→ Instructions to follow: Please render every line of the items below as a Markdown table with the columns "Row" and "Item line," numbering the rows and skipping blank lines. Leave the pictures out of the table.

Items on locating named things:
————
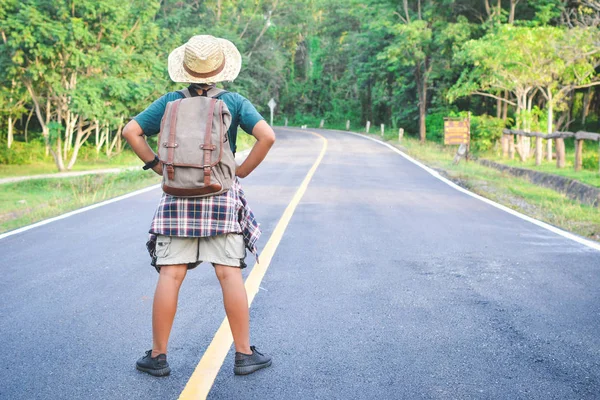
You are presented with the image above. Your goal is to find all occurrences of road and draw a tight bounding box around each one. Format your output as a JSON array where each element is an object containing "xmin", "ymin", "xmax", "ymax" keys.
[{"xmin": 0, "ymin": 129, "xmax": 600, "ymax": 399}]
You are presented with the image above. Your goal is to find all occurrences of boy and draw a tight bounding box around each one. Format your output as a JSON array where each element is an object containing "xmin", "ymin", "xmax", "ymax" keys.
[{"xmin": 123, "ymin": 35, "xmax": 275, "ymax": 376}]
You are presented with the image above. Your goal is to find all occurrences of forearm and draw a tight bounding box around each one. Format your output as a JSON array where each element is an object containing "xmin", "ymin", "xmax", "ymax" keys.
[
  {"xmin": 123, "ymin": 120, "xmax": 162, "ymax": 175},
  {"xmin": 235, "ymin": 121, "xmax": 275, "ymax": 178},
  {"xmin": 125, "ymin": 132, "xmax": 155, "ymax": 163}
]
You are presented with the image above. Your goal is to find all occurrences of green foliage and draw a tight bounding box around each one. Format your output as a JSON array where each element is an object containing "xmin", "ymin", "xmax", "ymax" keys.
[
  {"xmin": 427, "ymin": 111, "xmax": 448, "ymax": 143},
  {"xmin": 471, "ymin": 114, "xmax": 505, "ymax": 152},
  {"xmin": 0, "ymin": 141, "xmax": 46, "ymax": 165},
  {"xmin": 0, "ymin": 0, "xmax": 600, "ymax": 170}
]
————
→ Reply:
| Row | Item line |
|---|---|
| 1 | You are presented with the image above. Your goal is to find all occurrences of road and draw a tight bounding box around each one. Format your output as a JSON array where each element is an object containing "xmin", "ymin", "xmax", "ymax" keys. |
| 2 | [{"xmin": 0, "ymin": 129, "xmax": 600, "ymax": 399}] |
| 3 | You are presented with the image above. Your goal is to find all occurrences of boy and draw a tight bounding box around each one. Format your output as a JSON array where each element is an object containing "xmin", "ymin", "xmax", "ymax" keys. |
| 4 | [{"xmin": 123, "ymin": 35, "xmax": 275, "ymax": 376}] |
| 5 | You are presented with the image above. Your goal is to find all occurrences of forearm and draw a tight bounding box around each one. Format your output as a JSON array where each element is an object containing "xmin", "ymin", "xmax", "ymax" keys. |
| 6 | [ |
| 7 |   {"xmin": 123, "ymin": 120, "xmax": 162, "ymax": 175}, |
| 8 |   {"xmin": 235, "ymin": 121, "xmax": 275, "ymax": 178}, |
| 9 |   {"xmin": 125, "ymin": 132, "xmax": 155, "ymax": 163} |
| 10 | ] |
| 11 | You are presented with the image above. Your goal is to find all occurrences of green foliage and draw a tight bounding box around each one. Format your output as a JSON array where each element is an object containing "xmin", "ymin", "xmax", "ymax" keys. |
| 12 | [ |
| 13 |   {"xmin": 427, "ymin": 111, "xmax": 448, "ymax": 143}, |
| 14 |   {"xmin": 471, "ymin": 114, "xmax": 505, "ymax": 152}, |
| 15 |   {"xmin": 0, "ymin": 141, "xmax": 46, "ymax": 165}, |
| 16 |   {"xmin": 0, "ymin": 0, "xmax": 600, "ymax": 170} |
| 17 | ] |